[[ DOCUMENT EXTRACT open ]]

Eleventh Hour is an American science-based drama television series, which is based on the 2006 British series of the same name. The series was a joint venture between Jerry Bruckheimer Television, Granada America and Warner Bros. Television. The series ran on CBS for one season from October 9, 2008 to April 2, 2009.

Plot
Eleventh Hour follows Dr. Jacob Hood (Rufus Sewell), a brilliant biophysicist and Special Science Adviser for the FBI who is brought in to investigate crimes of a scientific nature that other agents may be unable to solve. Hood is the government's last line of defense, and it is his mission to keep scientific advances out of the hands of those with nefarious intentions. Special Agent Rachel Young (Marley Shelton), of the FBI's executive protection detail, is assigned to protect Hood. Both Dr. Hood and Special Agent Young are assisted by Special Agent Felix Lee (Omar Benson Miller), towards the end of the series.

Cast and characters
Rufus Sewell as Dr. Jacob Hood – a science adviser to the FBI, called in to investigate crimes that may have a scientific explanation. Even though Hood is extremely brilliant, he sometimes gets lost in his own thoughts, and this, coupled with his low attention span and poor social skills, causes him to be viewed as odd. He also has few instincts of self-preservation or danger, causing him to often do things that put his life in jeopardy, such as standing in front of a fleeing suspect's car to get the license plate, something that frequently annoys Rachel. Additionally, he does not know how to drive well, leading Rachel to insist she do all the driving. Hood appears to be an atheist and is knowledgeable on a number of scientific, mathematical and philosophical topics. He nursed his wife, who died of cancer, throughout her illness.
Marley Shelton as FBI Special Agent Rachel Young – Hood's handler. Though she is employed to protect his life, she has also said that her job is "to protect him from himself" – something he makes very difficult for her. Hood might annoy her from time to time but she does care about his well-being, viewing his many techniques with a kind of exasperated affection, though she is frequently embarrassed by and for him. Rachel mainly gets annoyed when he gets too caught up in an investigation and does something stupid, or when he does things like accidentally sit on his panic button. It is noted throughout the series that Dr. Hood is her only friend, though male characters frequently flirt with her. She is the latest in a line of Hood's protectors, but she refuses to let him "drive her away like he did those others."
Omar Benson Miller as FBI Special Agent Felix Lee (episodes 14–18) – introduced later in the series when he asks (although it is later discovered that he begged) to help Jacob Hood on a case. After solving the case, he asks to work with Hood full-time, stating that the work they do is amazing. Felix is given the job and works as somewhat of a scout, helping out the team with heading to the location and gathering the material they need by the time Hood and Young get there. Though he likes the job, Felix feels underappreciated due to the lack of praise for the amount of work he does.

[[ DOCUMENT EXTRACT closed ]]
[[ PROVIDED MATERIAL open ]]

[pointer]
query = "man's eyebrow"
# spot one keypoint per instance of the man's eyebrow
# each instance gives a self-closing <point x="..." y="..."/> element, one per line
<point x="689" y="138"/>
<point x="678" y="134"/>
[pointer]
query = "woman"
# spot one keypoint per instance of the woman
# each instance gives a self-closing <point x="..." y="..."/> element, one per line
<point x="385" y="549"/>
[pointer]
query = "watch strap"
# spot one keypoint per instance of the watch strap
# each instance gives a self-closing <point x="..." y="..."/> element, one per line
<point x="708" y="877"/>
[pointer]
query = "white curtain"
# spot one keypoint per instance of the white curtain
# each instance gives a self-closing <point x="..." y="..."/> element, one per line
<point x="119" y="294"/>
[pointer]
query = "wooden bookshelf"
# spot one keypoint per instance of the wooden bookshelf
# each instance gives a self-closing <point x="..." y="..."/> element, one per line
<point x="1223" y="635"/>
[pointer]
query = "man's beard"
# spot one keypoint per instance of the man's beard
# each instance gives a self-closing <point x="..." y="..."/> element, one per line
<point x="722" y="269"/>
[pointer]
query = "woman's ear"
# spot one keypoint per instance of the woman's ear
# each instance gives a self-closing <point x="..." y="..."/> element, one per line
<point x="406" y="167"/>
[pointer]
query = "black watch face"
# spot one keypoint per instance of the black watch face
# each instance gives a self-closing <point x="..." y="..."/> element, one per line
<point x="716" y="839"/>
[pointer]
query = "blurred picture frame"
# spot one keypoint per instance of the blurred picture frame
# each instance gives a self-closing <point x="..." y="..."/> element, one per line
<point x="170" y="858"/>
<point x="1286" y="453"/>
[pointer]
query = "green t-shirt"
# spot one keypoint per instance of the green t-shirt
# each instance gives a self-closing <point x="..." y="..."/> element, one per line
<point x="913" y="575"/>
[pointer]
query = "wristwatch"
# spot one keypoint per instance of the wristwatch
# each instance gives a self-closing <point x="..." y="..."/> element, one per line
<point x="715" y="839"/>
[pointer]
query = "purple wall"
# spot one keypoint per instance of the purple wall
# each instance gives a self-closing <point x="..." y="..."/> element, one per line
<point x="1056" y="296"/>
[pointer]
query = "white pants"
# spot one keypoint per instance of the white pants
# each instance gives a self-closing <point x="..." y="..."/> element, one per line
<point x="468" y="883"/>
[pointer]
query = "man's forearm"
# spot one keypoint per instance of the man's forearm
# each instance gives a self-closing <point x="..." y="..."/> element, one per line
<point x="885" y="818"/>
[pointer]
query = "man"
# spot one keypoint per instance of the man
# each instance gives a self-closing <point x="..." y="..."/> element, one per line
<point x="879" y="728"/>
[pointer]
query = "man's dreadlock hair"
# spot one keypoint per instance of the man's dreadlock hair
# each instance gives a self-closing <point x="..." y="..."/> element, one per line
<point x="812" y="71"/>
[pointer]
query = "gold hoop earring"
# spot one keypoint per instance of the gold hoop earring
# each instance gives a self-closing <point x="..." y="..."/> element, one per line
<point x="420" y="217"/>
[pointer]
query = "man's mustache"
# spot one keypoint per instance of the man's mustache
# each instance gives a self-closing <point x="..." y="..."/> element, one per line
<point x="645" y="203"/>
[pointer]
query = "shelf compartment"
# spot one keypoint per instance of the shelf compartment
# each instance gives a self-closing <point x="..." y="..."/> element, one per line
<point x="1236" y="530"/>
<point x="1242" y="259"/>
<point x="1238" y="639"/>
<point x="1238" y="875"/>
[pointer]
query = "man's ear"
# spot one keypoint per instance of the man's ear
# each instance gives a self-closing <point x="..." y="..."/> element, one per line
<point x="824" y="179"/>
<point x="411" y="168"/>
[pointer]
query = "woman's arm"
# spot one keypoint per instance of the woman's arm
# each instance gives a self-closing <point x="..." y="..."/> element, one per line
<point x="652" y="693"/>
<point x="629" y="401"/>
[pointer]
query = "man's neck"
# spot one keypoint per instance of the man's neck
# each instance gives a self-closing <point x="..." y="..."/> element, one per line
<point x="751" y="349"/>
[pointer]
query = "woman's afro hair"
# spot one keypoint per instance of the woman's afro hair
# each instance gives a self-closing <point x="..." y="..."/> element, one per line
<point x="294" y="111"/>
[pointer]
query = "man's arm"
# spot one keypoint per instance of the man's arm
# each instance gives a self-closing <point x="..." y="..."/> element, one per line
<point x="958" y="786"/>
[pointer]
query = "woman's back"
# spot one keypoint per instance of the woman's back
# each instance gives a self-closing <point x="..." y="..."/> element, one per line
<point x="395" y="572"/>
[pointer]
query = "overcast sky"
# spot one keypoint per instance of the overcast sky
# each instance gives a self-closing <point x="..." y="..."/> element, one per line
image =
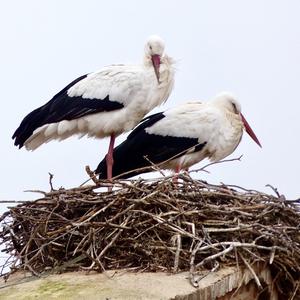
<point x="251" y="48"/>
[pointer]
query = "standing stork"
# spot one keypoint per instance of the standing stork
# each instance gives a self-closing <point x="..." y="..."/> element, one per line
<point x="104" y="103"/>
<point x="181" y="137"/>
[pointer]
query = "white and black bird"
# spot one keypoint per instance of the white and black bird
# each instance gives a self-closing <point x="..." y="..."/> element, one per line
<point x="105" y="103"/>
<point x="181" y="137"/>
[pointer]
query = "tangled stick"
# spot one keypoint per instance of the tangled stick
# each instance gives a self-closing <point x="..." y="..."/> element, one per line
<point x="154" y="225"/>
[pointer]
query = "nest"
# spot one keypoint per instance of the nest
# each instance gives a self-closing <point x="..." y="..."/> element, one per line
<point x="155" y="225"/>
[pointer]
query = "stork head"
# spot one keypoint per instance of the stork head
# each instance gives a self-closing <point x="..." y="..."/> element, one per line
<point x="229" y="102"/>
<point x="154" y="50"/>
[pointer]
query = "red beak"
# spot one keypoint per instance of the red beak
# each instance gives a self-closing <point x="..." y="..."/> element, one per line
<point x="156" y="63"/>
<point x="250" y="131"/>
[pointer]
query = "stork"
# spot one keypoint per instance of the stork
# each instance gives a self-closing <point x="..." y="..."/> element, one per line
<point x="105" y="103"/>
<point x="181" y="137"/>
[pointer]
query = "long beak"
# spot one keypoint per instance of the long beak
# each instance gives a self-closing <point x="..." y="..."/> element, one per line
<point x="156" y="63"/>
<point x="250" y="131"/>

[[ PROVIDED MATERIAL closed ]]
[[ PROVIDED MATERIAL open ]]

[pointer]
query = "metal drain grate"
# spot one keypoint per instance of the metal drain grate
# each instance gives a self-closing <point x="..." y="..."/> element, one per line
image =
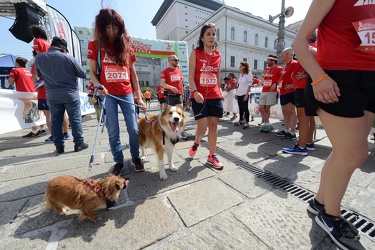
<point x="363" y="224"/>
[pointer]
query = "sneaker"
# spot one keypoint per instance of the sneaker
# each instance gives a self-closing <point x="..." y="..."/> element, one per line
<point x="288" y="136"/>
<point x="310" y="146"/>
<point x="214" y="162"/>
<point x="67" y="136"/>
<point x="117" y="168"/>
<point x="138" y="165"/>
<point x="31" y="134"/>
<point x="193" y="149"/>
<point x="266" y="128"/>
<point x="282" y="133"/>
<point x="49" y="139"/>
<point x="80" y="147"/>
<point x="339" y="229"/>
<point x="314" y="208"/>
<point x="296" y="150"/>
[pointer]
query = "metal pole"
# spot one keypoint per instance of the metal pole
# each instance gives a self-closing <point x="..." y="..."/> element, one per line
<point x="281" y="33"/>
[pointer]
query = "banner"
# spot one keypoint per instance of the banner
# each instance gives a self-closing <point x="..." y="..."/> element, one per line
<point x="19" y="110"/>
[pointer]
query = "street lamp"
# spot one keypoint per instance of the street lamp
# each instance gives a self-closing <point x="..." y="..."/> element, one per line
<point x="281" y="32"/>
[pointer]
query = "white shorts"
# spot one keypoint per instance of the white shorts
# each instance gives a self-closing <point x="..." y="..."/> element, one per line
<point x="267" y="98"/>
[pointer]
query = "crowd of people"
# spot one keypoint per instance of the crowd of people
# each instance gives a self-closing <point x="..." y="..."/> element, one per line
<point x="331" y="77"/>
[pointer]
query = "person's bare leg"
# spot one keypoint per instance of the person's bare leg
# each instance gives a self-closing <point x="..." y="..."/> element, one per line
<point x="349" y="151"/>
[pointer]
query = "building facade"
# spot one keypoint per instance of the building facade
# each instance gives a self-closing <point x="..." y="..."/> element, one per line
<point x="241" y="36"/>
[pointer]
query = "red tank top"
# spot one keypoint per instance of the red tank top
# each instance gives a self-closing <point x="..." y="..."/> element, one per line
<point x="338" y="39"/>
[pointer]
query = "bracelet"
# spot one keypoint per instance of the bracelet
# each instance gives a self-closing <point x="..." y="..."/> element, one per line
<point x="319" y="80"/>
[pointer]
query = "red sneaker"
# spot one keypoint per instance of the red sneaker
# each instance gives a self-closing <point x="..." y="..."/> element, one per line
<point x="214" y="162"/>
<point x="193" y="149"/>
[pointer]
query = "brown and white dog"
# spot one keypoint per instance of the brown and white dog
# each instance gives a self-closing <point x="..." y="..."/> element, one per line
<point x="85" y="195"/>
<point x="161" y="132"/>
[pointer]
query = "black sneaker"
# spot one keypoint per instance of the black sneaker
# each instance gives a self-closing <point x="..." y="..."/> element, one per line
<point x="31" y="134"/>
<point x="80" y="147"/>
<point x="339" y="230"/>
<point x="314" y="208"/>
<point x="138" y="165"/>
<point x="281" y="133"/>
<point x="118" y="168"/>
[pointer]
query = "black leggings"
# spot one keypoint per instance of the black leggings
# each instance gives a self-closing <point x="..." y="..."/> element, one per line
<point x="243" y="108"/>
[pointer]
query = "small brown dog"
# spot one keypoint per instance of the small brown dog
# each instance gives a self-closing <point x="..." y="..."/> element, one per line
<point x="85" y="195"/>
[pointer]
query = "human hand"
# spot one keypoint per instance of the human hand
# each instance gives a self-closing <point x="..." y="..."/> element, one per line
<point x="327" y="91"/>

[[ PROVIDED MATERIAL closed ]]
[[ PROVIDED MATERIAL open ]]

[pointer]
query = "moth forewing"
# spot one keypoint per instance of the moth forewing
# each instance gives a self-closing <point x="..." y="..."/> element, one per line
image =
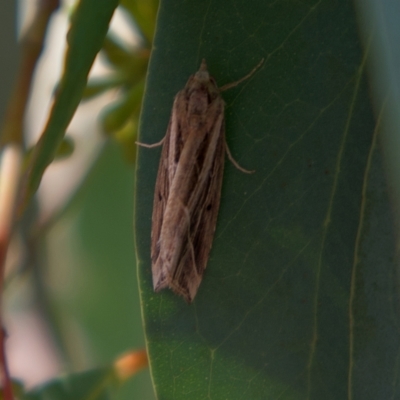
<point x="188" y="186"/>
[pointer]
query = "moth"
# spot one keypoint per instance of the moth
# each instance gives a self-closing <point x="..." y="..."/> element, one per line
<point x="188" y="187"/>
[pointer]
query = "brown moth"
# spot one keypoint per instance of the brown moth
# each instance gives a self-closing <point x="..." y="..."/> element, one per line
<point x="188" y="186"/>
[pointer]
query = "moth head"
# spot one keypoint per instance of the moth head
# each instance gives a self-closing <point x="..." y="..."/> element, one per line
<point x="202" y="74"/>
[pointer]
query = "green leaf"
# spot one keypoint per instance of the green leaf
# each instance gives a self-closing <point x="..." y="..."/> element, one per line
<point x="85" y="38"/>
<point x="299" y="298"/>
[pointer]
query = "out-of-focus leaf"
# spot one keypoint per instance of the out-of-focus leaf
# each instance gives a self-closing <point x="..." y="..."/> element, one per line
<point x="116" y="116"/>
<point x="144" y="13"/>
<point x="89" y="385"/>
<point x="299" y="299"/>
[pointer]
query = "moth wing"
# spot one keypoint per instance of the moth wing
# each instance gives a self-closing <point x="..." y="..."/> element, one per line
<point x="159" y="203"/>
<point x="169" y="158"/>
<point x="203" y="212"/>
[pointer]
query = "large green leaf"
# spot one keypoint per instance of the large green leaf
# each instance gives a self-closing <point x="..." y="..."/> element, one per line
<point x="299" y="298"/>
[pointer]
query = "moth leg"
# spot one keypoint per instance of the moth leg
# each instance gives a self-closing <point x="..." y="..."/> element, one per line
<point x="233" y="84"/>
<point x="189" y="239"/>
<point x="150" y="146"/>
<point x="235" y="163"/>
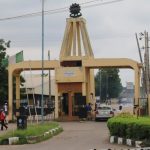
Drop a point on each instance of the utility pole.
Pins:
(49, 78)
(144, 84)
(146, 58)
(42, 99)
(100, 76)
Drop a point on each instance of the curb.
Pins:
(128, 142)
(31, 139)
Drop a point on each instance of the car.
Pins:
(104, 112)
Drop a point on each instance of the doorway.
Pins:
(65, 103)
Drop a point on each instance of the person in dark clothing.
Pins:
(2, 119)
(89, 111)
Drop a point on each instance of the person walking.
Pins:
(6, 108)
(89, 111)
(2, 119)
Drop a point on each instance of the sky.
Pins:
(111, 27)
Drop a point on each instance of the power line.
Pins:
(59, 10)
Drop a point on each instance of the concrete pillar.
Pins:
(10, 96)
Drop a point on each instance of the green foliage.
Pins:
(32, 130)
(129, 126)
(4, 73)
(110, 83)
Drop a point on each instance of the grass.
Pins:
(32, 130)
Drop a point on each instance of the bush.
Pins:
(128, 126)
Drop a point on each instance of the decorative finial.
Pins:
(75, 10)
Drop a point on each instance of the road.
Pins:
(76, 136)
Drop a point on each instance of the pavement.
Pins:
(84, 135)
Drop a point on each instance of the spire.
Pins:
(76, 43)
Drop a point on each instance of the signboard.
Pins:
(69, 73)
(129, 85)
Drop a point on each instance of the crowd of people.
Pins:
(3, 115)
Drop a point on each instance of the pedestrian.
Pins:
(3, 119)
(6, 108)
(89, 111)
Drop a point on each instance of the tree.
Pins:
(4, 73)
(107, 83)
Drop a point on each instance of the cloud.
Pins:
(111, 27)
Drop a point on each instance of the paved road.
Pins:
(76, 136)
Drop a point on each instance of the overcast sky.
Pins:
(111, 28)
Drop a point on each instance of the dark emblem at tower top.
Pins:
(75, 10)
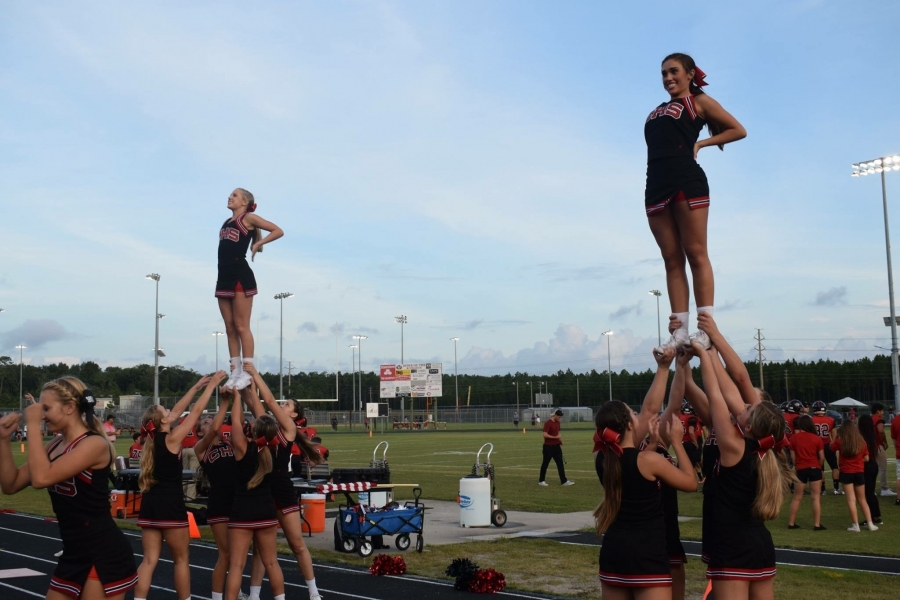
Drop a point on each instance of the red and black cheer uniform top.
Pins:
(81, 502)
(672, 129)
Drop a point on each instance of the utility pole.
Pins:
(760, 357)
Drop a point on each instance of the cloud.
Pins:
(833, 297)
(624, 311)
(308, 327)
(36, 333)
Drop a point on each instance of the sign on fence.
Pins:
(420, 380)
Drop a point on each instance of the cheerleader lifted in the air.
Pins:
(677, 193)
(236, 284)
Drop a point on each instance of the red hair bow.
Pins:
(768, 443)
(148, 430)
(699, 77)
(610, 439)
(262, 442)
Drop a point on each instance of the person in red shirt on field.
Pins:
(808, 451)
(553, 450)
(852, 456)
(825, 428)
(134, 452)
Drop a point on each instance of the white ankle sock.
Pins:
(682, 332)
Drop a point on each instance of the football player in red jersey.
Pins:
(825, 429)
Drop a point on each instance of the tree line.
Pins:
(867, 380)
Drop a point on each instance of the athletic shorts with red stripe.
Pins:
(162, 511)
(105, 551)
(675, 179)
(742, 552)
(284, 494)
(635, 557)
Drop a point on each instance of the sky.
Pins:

[[ PROVIDED MATERIAL closed ]]

■ WHAT TO WORK ON ■
A – Rewrite the part of the Eleventh Hour text that opens with the words containing "Omar Benson Miller as" and closes with "work he does.", putting "lookout" in place of "scout".
B – Answer these questions from the Eleventh Hour text.
(i) On which network did the series run, and for how many seasons?
(ii) Which FBI unit is Rachel Young part of?
(iii) In which episodes does Felix Lee appear?

■ RESPONSES PER TASK ■
A –
Omar Benson Miller as FBI Special Agent Felix Lee (episodes 14–18) – introduced later in the series when he asks (although it is later discovered that he begged) to help Jacob Hood on a case. After solving the case, he asks to work with Hood full-time, stating that the work they do is amazing. Felix is given the job and works as somewhat of a lookout, helping out the team with heading to the location and gathering the material they need by the time Hood and Young get there. Though he likes the job, Felix feels underappreciated due to the lack of praise for the amount of work he does.

B –
(i) CBS, for one season.
(ii) The FBI's executive protection detail.
(iii) Episodes 14–18.